──────── Input records ────────

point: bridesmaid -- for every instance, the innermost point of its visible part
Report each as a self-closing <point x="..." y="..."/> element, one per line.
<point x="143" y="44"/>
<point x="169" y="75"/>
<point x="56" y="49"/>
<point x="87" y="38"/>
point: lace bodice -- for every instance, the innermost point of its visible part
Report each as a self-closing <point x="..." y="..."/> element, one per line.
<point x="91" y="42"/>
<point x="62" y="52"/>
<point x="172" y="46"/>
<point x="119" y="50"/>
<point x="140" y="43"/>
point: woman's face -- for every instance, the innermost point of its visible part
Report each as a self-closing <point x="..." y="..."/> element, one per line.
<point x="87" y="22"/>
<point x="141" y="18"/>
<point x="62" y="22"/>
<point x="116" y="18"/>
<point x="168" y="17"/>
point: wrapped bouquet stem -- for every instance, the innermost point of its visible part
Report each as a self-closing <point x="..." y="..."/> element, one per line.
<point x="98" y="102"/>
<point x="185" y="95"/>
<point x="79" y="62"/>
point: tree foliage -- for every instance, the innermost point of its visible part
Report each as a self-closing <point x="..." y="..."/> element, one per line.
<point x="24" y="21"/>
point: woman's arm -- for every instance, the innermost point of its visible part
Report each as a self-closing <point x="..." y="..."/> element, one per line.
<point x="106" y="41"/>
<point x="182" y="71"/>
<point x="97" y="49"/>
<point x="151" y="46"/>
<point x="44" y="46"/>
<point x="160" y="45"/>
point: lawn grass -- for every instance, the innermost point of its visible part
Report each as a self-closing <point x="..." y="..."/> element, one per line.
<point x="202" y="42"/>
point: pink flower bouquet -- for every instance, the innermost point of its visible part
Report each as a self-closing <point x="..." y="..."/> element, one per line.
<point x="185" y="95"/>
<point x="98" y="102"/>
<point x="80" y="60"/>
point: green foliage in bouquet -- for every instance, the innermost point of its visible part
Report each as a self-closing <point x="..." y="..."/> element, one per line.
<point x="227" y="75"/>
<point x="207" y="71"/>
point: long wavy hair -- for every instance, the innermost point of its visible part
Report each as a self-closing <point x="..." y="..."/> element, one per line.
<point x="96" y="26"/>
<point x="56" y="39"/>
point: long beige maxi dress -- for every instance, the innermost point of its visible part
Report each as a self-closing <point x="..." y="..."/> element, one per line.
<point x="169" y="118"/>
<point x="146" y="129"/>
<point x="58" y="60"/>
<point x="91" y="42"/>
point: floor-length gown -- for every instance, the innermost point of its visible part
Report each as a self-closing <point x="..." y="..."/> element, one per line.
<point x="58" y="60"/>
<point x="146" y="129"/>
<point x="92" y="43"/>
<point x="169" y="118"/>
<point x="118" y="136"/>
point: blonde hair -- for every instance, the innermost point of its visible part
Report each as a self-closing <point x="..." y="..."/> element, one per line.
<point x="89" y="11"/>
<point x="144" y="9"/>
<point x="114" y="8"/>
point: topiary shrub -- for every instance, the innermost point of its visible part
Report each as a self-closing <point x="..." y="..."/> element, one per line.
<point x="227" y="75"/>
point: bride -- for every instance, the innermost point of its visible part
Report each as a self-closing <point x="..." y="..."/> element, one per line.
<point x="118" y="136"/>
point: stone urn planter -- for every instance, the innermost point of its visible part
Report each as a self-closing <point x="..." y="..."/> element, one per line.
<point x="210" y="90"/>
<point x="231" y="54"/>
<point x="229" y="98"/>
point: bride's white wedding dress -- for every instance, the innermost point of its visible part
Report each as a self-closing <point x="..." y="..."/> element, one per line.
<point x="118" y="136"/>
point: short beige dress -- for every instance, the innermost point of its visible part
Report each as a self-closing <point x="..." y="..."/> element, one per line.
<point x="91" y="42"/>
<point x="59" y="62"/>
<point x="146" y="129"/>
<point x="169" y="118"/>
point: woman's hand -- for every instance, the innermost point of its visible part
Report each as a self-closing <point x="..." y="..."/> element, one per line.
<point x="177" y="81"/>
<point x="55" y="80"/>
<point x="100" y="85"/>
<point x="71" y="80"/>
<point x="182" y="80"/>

────────

▸ **Exercise details**:
Your response should be an exact copy of all the records.

▸ **Response**:
point: bridesmaid -- for every instance, the innermost point of its visible part
Report each as a self-closing <point x="..." y="..."/> element, one per line.
<point x="143" y="44"/>
<point x="169" y="75"/>
<point x="56" y="49"/>
<point x="87" y="38"/>
point: lace bodice -- for every instance, the innermost point of its visible part
Report each as a self-closing <point x="..." y="..."/> element, one per line.
<point x="91" y="42"/>
<point x="62" y="52"/>
<point x="172" y="46"/>
<point x="119" y="50"/>
<point x="140" y="43"/>
point: woman's face -- for every instance, the innermost point of its visible part
Report each as a self-closing <point x="..." y="..."/> element, one per line.
<point x="87" y="22"/>
<point x="141" y="18"/>
<point x="62" y="22"/>
<point x="116" y="18"/>
<point x="168" y="17"/>
point: wrapped bouquet stem -- for every instance, the innermost point of its visible part
Report each as a self-closing <point x="..." y="..."/> element, one per line.
<point x="98" y="102"/>
<point x="185" y="95"/>
<point x="79" y="62"/>
point: tree foliage -- for every instance, the innermost point of its visible part
Report each as a self-closing <point x="..." y="..."/> element, one per line.
<point x="24" y="21"/>
point: woman's arm -- for every instance, the innermost point of its visible part
Report each as a self-closing <point x="..." y="..."/> element, one per line.
<point x="106" y="41"/>
<point x="182" y="71"/>
<point x="97" y="49"/>
<point x="151" y="46"/>
<point x="44" y="46"/>
<point x="160" y="45"/>
point: lawn grass -- for every instance, the innermost point of its visible part
Report each as a self-closing <point x="..." y="..."/> element, one per line.
<point x="202" y="42"/>
point: pink flower bouquet -- for every instance, the innermost point of its visible part
Report each as a self-closing <point x="..." y="..."/> element, one per line.
<point x="185" y="95"/>
<point x="98" y="102"/>
<point x="80" y="60"/>
point: green foliage in bouquet -- for every instance, the innermost point of its visible part
Report each as a self-closing <point x="..." y="..."/> element, one per line.
<point x="227" y="75"/>
<point x="207" y="71"/>
point: long wavy hair -- for every instance, the innermost point of its visible part
Report each as a self-closing <point x="..." y="..."/> element, one per line.
<point x="96" y="26"/>
<point x="56" y="39"/>
point: long beige maxi dress -- for every instance, the innermost point of its visible part
Report each as a self-closing <point x="..." y="..."/> element, one per line.
<point x="169" y="118"/>
<point x="146" y="129"/>
<point x="58" y="60"/>
<point x="91" y="42"/>
point: floor-length gown -- for every instance, the innermost point of its visible part
Report each as a self-closing <point x="..." y="..."/> element, one per line.
<point x="58" y="60"/>
<point x="146" y="129"/>
<point x="92" y="43"/>
<point x="169" y="118"/>
<point x="118" y="136"/>
point: blonde hair -- for every instance, the innermost point of its visible part
Report each as a self-closing <point x="..." y="..."/> element, one per line.
<point x="89" y="11"/>
<point x="144" y="9"/>
<point x="114" y="8"/>
point: topiary shrub -- for every instance, the innermost point of its visible part
Report each as a self-closing <point x="..." y="..."/> element, one per line.
<point x="227" y="75"/>
point: bride -- for every instance, the innermost point of its visible part
Report each as a self-closing <point x="..." y="..."/> element, one per line.
<point x="118" y="136"/>
point: stone urn planter -- for every instance, the innermost point of its visible part
Report each as a self-closing <point x="..." y="..."/> element, one per line.
<point x="210" y="90"/>
<point x="231" y="54"/>
<point x="229" y="98"/>
point: bride's white wedding dress -- for every instance, the innermost point of its visible part
Report each as a self-closing <point x="..." y="..."/> element, one per line.
<point x="118" y="136"/>
point: short beige dress -- for every instance, the innermost point of its visible part
Report each as a self-closing <point x="..." y="..."/> element, one per line.
<point x="91" y="42"/>
<point x="59" y="62"/>
<point x="146" y="129"/>
<point x="169" y="118"/>
point: woman's hand -- for every instance, the innermost point of its visible part
Report each as a self-closing <point x="..." y="..."/> element, one per line.
<point x="177" y="81"/>
<point x="55" y="80"/>
<point x="100" y="85"/>
<point x="71" y="80"/>
<point x="182" y="80"/>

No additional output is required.